What is being asked
In the article on panarchy theory below, write out the passage starting with "As a measure" and going on through "travel for months.".

Document extract
_ _ _ _ _ _ _
Expired · 7th June 2009
(Part 2) As valuable as Dr. Buzz Holling's notion of panarchy theory is in helping us understand the cyclical changes in forests – the way they move through continuous phases of regeneration, growth, increasing connectivity, and then rigidity, crisis, collapse and regeneration again – his thinking is much more valuable in helping us identify and correct the same trends occurring in our modern civilization. It, too, is a natural system that has been moving through a growth phase for the last several centuries and is now becoming increasingly interconnected and rigid, conditions that are prelude to a crisis.
Indeed, the course of our globalized world has been following all the adaptive characteristics of Holling's notion of panarchy theory. If he is correct, we are approaching the end of a growth phase, a time when the rising "dependence" within the system, together with increasing specialization and efficiency, create a fatal loss of resilience. As we continue to exploit every possible resource and niche on the planet, our entire socio-economic system loses its adaptive options as it becomes more dependent on the smooth functioning of a rising proportion of its interlinked components. This "peaking", Holling contends, usually leads to a collapse.
As a measure of our vulnerability, simply choose a few examples of the cumulative effects that can be caused by any single disruption:
• Just one crash on a freeway stops traffic, creates huge jams and leaves thousands of commuters and transporters delayed for hours.
• Contamination at just one processing plant taints food supplies across a continent.
• A malfunction at one nuclear power plant almost eliminates the supply of critically important medical isotopes.
• One terrorist attack inflicts huge amounts of fear and a country spends billions of dollars on measures to prevent the repeat of such an event.
• Just the hint of a pandemic raises global panic, devastates tourist industries and slows international travel for months.
• A policy of unregulated mortgages in the US triggers a subprime crisis that spreads throughout the international financial system, undermining confidence in money markets and sending the global economy into a tailspin.
• Our nearly total dependence on a supply of cheap oil for transportation, innumerable consumer products and nearly half our food production transforms any hint of a shortage into convulsions of worry and nightmares of consequence.
• The excessive emission of a single gas, carbon dioxide, threatens to alter the planet's climate, displace hundreds of millions of people, induce droughts and re-structure global economies.
Indeed, the very efficiency of our global economic system, an attribute we herald as a virtue, is victimizing the planet's ecology. Maximizing performance and productivity drives the continual expansion of the world's economy. "Based on current trends," writes Thomas Homer-Dixon, "global output of goods and services will quadruple from US$60 to $240 trillion (in 2005 dollars) by 2050" (WorldWatch, March/April, 2009). Panarchy theory argues that this kind of growth eventually self-destructs. A civilization, like an athlete trying to run ever faster, needs progressively more energy to maintain itself. The system collapses when the energy return falls below the energy invested. The Roman Empire failed, Homer-Dixon suggests, because it became too complex to be supported by its food-based energy system. How, then, are we to reconcile rising growth with falling energy supplies?
Panarchy theory – and even common sense – dictates that the growth phase of any adaptive cycle cannot continue indefinitely. Continuous growth may seem possible when we are wholly emersed in the euphoria of it. This is why the insightful perspective of such people as Buzz Holling are so important – and so disturbing.
_ _ _ _ _ _ _
Data listing
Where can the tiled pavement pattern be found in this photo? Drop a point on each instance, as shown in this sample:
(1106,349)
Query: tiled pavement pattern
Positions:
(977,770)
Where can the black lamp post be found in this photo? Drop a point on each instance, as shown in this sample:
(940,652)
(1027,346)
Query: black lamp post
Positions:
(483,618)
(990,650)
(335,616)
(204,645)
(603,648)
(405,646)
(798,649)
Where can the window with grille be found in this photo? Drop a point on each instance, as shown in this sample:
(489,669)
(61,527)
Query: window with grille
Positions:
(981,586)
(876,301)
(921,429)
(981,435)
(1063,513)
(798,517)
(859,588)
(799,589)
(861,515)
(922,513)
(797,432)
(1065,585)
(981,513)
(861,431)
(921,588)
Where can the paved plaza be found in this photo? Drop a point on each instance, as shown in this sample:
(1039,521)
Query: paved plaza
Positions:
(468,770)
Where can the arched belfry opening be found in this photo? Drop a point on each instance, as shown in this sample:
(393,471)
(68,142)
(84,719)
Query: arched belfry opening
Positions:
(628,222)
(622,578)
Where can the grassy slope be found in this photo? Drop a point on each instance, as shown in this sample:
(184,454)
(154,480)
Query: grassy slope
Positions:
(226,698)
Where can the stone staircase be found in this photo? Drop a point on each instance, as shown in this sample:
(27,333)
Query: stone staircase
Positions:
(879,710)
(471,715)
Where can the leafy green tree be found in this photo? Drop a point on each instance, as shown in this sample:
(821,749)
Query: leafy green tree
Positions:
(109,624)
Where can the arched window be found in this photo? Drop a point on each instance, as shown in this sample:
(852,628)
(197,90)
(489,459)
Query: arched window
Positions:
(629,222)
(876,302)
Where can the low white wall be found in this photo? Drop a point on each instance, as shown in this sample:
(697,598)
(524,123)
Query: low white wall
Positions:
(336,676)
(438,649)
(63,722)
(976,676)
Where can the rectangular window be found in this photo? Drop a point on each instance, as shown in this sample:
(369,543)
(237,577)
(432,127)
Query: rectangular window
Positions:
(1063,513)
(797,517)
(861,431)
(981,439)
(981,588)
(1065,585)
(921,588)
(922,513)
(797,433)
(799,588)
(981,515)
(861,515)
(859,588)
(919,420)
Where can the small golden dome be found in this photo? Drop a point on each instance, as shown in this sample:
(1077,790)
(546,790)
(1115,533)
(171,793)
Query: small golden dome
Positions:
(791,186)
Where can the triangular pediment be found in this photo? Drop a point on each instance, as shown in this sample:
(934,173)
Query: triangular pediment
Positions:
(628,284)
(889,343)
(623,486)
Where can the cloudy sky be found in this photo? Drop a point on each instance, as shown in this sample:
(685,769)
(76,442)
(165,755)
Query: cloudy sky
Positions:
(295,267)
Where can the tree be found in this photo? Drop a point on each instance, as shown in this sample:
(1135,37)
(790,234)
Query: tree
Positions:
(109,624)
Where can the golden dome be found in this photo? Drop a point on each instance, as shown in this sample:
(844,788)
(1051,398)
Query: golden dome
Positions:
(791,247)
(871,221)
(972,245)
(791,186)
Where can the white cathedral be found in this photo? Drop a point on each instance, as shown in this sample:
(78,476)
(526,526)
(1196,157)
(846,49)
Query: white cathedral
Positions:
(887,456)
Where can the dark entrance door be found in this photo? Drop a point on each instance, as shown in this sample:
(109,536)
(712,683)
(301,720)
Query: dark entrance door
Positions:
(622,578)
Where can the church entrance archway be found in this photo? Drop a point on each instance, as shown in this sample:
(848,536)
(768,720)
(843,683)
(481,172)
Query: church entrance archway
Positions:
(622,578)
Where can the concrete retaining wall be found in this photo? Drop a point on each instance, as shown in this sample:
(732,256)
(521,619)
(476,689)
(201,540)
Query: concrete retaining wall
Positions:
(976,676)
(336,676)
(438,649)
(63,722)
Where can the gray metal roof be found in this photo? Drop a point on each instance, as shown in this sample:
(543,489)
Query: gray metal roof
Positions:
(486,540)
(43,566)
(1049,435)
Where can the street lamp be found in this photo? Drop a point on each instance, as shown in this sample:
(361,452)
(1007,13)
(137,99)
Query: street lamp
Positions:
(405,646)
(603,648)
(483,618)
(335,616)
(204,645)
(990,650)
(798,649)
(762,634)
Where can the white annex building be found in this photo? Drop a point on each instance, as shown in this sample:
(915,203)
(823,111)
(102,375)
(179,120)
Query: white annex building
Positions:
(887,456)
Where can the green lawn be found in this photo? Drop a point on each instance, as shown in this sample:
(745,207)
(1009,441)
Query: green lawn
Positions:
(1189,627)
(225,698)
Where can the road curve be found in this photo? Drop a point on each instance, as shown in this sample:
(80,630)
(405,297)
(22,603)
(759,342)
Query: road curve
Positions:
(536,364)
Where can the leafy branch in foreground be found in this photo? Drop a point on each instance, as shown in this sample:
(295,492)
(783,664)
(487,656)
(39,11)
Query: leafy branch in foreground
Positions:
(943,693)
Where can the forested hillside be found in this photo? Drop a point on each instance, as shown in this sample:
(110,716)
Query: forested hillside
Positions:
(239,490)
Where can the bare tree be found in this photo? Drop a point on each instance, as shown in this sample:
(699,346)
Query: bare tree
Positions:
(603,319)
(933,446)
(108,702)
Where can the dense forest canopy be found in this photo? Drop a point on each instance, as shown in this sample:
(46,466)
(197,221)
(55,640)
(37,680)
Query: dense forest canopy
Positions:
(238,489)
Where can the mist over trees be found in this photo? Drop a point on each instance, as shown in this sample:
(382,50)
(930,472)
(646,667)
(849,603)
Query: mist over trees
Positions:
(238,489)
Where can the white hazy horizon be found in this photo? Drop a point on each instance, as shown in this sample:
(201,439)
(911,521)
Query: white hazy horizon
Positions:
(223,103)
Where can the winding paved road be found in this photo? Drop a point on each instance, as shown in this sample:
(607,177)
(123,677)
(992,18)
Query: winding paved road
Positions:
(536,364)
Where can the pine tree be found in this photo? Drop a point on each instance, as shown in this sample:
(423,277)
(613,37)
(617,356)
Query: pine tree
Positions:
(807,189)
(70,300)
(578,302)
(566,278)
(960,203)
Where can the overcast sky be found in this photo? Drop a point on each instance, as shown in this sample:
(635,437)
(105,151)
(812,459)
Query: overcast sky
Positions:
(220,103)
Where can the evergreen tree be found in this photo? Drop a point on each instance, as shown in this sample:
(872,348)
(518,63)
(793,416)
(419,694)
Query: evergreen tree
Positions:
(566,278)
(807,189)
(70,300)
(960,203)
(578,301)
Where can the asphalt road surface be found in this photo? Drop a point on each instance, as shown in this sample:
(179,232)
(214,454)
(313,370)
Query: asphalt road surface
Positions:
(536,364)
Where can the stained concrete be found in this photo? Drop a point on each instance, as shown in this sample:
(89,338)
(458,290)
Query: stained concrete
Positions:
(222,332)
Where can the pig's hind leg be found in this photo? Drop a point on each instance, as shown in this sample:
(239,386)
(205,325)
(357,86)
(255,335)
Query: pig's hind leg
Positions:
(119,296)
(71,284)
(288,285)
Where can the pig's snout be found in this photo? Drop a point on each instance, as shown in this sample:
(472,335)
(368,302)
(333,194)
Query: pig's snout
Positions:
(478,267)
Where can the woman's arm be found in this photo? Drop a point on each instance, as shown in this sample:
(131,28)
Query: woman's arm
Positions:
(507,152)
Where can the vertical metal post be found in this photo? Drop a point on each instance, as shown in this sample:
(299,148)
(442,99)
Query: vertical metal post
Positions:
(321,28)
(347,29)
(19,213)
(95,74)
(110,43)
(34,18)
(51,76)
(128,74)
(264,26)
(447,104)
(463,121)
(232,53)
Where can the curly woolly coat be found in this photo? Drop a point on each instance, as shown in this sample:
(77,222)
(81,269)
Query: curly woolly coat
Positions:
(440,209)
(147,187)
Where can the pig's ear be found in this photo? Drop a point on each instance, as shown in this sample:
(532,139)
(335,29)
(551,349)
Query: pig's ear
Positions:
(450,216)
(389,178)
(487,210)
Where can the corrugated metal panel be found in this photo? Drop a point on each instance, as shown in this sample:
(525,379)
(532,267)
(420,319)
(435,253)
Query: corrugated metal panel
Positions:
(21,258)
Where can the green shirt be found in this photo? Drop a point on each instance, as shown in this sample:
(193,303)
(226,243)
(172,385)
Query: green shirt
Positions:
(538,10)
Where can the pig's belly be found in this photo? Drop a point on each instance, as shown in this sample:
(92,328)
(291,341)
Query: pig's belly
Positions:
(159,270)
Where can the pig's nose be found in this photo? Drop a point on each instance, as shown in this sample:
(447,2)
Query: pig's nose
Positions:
_ _ _ _ _ _ _
Task output
As a measure of our vulnerability, simply choose a few examples of the cumulative effects that can be caused by any single disruption:
• Just one crash on a freeway stops traffic, creates huge jams and leaves thousands of commuters and transporters delayed for hours.
• Contamination at just one processing plant taints food supplies across a continent.
• A malfunction at one nuclear power plant almost eliminates the supply of critically important medical isotopes.
• One terrorist attack inflicts huge amounts of fear and a country spends billions of dollars on measures to prevent the repeat of such an event.
• Just the hint of a pandemic raises global panic, devastates tourist industries and slows international travel for months.